→ **Given request**:
Extract each line of the records below that contains the word "outline".

Items drawn from a data source
****************************************

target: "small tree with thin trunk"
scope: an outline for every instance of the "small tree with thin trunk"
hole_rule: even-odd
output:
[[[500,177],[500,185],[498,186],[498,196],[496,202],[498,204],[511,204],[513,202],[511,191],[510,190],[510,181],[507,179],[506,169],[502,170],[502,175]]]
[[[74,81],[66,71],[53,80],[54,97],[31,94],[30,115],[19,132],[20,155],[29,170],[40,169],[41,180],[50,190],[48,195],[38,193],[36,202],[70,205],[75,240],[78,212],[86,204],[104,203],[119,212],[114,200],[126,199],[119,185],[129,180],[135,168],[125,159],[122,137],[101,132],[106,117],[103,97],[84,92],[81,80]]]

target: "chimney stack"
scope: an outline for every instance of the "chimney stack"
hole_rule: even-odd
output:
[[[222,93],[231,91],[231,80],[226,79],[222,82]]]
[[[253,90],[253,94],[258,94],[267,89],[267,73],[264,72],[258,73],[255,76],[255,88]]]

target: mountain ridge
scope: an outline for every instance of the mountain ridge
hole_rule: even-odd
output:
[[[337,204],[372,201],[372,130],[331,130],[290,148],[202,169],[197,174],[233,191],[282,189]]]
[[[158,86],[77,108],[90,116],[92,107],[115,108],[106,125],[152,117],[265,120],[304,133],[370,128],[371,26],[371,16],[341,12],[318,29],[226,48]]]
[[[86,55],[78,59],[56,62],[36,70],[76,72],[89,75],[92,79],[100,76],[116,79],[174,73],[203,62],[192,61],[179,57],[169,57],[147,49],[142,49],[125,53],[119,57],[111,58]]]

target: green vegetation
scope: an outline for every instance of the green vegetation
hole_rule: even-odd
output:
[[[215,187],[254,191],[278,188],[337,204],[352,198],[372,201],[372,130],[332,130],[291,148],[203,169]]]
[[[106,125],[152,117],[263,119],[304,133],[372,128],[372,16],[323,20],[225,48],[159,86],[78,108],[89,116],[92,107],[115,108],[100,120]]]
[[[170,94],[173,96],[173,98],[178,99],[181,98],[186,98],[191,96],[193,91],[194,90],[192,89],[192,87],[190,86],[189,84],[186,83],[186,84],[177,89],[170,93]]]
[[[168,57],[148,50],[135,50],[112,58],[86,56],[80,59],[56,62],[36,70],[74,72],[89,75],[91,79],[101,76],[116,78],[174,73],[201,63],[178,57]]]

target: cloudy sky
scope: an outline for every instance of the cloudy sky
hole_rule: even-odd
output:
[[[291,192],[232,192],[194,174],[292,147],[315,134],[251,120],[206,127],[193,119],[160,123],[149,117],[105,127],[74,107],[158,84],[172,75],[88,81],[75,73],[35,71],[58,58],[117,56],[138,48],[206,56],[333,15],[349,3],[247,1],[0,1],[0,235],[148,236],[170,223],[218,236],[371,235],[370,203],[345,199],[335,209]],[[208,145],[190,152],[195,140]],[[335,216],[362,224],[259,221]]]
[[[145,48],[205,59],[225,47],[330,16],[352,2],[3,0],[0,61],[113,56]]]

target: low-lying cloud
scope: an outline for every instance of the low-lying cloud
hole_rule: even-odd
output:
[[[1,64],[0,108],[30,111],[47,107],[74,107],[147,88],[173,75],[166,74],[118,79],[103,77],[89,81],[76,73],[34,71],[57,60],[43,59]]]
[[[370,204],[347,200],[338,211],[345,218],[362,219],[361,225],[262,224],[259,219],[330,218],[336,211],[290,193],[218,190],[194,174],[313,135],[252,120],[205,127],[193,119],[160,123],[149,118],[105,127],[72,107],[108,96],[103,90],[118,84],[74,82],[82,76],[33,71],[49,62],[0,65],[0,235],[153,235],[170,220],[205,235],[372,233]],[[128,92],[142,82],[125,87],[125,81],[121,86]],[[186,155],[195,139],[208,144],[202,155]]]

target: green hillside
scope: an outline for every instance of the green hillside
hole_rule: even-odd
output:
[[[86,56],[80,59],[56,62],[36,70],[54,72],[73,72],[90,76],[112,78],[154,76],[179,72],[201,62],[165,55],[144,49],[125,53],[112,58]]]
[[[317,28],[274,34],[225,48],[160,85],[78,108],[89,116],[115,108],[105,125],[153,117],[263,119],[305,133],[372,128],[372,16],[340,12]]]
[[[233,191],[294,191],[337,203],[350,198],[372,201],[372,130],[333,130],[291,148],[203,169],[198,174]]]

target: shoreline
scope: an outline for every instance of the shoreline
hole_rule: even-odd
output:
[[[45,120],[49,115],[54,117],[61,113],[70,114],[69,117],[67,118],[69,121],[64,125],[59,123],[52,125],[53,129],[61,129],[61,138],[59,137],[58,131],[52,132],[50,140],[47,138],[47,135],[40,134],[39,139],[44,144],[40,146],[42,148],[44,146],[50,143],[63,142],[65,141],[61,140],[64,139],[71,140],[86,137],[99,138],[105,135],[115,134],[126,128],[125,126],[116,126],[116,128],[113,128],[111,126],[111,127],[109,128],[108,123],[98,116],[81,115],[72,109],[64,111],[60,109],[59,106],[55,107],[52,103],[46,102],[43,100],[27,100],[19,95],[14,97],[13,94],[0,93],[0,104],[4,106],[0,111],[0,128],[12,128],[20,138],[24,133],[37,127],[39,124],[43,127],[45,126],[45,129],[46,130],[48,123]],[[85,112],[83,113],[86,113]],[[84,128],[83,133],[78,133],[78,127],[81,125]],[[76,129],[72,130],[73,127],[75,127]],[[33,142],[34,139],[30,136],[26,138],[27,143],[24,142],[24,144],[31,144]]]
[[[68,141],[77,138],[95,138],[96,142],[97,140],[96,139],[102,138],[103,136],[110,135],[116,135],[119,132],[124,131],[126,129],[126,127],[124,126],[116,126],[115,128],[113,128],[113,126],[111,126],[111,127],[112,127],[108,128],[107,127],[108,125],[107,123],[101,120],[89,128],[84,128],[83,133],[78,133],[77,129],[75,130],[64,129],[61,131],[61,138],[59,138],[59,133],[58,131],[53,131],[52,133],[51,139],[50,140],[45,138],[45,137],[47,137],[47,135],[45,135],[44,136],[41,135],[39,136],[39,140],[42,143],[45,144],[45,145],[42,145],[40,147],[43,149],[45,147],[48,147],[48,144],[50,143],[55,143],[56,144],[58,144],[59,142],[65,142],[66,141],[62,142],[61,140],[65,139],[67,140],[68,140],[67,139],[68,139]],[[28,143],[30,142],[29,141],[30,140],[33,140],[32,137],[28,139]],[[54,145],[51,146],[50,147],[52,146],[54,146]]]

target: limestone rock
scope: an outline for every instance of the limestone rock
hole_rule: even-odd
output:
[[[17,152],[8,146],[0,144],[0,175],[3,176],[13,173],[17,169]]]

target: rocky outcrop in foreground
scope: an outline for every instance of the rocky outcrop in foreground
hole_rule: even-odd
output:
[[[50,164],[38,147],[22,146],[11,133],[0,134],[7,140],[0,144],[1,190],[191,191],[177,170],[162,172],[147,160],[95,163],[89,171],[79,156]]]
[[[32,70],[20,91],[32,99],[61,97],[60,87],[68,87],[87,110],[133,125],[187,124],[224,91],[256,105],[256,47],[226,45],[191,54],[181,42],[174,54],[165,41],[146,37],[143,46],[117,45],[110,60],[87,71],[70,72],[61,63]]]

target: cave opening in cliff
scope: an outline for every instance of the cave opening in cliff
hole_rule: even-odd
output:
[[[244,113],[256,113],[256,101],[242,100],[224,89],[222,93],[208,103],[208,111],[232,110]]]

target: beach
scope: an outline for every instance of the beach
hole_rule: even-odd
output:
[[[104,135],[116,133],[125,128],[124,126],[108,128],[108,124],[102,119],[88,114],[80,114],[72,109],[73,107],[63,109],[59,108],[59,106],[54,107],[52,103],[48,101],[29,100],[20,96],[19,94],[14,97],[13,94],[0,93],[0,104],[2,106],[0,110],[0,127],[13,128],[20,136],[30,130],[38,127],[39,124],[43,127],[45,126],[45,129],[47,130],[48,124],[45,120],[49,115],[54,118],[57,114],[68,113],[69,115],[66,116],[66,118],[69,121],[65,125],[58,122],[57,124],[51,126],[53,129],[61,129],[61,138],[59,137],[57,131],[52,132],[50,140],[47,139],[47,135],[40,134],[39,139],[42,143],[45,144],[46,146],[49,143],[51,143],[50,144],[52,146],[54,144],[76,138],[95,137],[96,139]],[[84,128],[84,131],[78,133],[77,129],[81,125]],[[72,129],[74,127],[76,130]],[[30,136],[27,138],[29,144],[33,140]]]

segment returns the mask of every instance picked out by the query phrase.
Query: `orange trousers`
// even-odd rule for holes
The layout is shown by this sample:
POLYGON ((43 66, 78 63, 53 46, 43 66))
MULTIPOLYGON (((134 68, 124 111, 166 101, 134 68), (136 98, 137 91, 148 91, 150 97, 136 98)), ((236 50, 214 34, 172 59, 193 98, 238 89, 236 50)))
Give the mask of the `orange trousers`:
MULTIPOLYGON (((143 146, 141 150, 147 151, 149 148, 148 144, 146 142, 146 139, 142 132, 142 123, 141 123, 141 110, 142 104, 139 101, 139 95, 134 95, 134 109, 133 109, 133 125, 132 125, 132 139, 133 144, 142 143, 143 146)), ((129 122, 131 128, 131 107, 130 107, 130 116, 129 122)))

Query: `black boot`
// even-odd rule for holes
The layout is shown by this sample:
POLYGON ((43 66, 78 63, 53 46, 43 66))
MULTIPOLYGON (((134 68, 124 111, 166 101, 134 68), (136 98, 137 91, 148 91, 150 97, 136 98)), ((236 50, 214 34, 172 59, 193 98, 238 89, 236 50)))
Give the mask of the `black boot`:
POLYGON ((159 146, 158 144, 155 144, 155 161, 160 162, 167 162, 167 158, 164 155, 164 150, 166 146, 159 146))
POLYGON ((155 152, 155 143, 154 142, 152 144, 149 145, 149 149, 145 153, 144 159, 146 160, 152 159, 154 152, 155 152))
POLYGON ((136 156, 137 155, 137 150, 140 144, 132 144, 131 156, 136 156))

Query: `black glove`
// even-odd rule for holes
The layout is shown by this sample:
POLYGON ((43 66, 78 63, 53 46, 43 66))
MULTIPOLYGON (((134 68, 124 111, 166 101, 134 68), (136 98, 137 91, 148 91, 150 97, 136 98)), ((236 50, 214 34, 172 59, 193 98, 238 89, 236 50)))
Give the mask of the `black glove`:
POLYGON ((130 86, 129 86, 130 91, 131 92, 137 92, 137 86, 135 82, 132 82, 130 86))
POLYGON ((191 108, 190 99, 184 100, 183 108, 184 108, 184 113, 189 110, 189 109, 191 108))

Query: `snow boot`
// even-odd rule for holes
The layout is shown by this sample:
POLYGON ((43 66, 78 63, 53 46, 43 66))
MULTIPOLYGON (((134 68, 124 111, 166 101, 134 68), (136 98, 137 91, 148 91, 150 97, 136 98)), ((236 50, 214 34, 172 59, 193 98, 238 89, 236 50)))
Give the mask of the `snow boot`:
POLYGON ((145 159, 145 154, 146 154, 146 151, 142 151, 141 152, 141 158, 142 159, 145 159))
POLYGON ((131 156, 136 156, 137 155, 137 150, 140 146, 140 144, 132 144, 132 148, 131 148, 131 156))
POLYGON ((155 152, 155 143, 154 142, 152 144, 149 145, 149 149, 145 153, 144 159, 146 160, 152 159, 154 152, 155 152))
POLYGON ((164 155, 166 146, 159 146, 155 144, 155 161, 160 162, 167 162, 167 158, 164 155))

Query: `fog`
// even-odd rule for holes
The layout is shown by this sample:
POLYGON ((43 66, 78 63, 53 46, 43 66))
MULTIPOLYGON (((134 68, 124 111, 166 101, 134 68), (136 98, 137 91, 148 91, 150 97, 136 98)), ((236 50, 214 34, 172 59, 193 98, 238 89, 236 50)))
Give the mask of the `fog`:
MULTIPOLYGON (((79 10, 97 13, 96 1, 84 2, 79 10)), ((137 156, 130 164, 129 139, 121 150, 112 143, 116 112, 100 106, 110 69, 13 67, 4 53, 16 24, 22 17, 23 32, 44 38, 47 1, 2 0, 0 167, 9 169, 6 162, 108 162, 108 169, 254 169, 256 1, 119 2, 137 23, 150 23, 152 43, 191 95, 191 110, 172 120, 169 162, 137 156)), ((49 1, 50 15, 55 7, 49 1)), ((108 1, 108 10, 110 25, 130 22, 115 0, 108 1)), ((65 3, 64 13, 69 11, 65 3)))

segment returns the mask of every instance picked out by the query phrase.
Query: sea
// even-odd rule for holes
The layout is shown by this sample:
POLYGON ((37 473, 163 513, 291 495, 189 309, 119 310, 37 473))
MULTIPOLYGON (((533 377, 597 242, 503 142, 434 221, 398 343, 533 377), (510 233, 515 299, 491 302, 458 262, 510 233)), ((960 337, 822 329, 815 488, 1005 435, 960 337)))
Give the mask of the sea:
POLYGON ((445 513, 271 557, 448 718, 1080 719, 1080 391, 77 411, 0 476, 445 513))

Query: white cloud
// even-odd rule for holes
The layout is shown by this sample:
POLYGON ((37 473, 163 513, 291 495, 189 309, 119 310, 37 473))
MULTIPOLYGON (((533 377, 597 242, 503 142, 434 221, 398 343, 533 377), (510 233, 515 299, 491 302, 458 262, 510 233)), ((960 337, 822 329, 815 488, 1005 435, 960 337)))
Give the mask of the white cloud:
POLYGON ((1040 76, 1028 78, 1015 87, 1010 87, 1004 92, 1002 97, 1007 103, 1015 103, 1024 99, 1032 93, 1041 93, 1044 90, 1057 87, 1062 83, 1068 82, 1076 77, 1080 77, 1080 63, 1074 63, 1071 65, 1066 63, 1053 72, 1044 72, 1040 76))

****************************************

→ **Answer to the problem**:
scope: an outline for every instance of the "small tree with thin trunk"
scope: an outline for every instance of the "chimney stack"
scope: an outline for every instance of the mountain ridge
scope: an outline for every instance of the green vegetation
scope: an outline for every instance of the cloudy sky
scope: an outline for every instance of the low-lying cloud
scope: an outline for every instance of the green hillside
scope: an outline for every instance of the shoreline
scope: an outline for every instance of the limestone rock
scope: an outline for every instance of the rocky outcrop in foreground
scope: an outline for every instance of the cave opening in cliff
scope: an outline for every instance of the beach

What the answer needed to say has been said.